[WORK TO DO]: Reproduce all of the data below word for word, changing nothing and leaving nothing out.
-- Begin GIVEN INFORMATION --
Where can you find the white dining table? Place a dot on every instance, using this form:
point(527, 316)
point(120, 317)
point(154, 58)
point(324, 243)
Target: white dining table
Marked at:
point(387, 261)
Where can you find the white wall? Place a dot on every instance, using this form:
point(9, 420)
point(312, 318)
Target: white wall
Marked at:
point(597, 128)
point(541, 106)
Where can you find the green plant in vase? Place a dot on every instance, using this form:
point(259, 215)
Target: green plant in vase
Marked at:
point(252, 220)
-- End GIVEN INFORMATION --
[THE COMPLETED TASK]:
Where can you find the white dining table? Place a dot on every instance, using this form:
point(527, 316)
point(120, 317)
point(154, 58)
point(324, 243)
Target: white dining table
Marked at:
point(387, 261)
Where can you find the white wall? Place a dot on every instance, using this form:
point(9, 420)
point(312, 318)
Target: white wall
Marked at:
point(597, 128)
point(541, 106)
Where can you find the green plant in vase? Place a dot on every instance, using this form:
point(259, 215)
Target: green plant in vase
Marked at:
point(252, 220)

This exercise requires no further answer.